▸ **Task description**
Among the lines below, how many have the word "crate"? The reply is that number alone.

▸ **Data excerpts**
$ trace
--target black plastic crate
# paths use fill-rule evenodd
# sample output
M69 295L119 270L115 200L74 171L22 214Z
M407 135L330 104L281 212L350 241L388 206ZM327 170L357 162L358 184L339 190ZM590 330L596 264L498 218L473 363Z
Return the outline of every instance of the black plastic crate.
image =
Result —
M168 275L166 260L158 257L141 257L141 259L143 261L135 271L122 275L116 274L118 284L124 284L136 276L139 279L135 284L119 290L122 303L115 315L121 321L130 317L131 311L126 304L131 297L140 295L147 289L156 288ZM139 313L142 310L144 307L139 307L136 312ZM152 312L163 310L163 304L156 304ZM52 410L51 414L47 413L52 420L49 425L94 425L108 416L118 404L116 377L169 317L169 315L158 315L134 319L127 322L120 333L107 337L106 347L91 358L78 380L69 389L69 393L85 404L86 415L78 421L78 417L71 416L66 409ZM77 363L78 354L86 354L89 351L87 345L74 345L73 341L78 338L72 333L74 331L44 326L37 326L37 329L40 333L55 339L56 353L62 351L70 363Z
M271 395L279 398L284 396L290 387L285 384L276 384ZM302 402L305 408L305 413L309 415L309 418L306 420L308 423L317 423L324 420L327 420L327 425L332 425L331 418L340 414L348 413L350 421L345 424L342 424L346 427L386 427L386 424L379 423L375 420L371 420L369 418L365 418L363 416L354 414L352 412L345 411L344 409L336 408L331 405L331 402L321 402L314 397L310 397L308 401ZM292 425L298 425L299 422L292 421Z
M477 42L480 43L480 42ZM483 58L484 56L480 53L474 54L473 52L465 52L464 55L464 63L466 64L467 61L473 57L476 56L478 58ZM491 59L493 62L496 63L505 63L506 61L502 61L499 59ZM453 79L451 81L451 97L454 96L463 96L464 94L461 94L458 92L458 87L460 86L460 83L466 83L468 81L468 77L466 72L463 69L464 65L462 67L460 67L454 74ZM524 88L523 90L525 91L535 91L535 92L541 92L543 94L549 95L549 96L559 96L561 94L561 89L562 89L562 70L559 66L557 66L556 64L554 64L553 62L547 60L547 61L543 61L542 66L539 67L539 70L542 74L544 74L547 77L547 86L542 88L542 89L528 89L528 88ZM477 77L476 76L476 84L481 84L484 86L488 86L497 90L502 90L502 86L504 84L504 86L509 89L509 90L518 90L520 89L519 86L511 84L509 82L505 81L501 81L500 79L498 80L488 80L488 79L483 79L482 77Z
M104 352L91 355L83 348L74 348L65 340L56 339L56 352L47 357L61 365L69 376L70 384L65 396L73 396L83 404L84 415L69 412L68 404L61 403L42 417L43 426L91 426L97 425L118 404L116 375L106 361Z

▸ **Reply**
2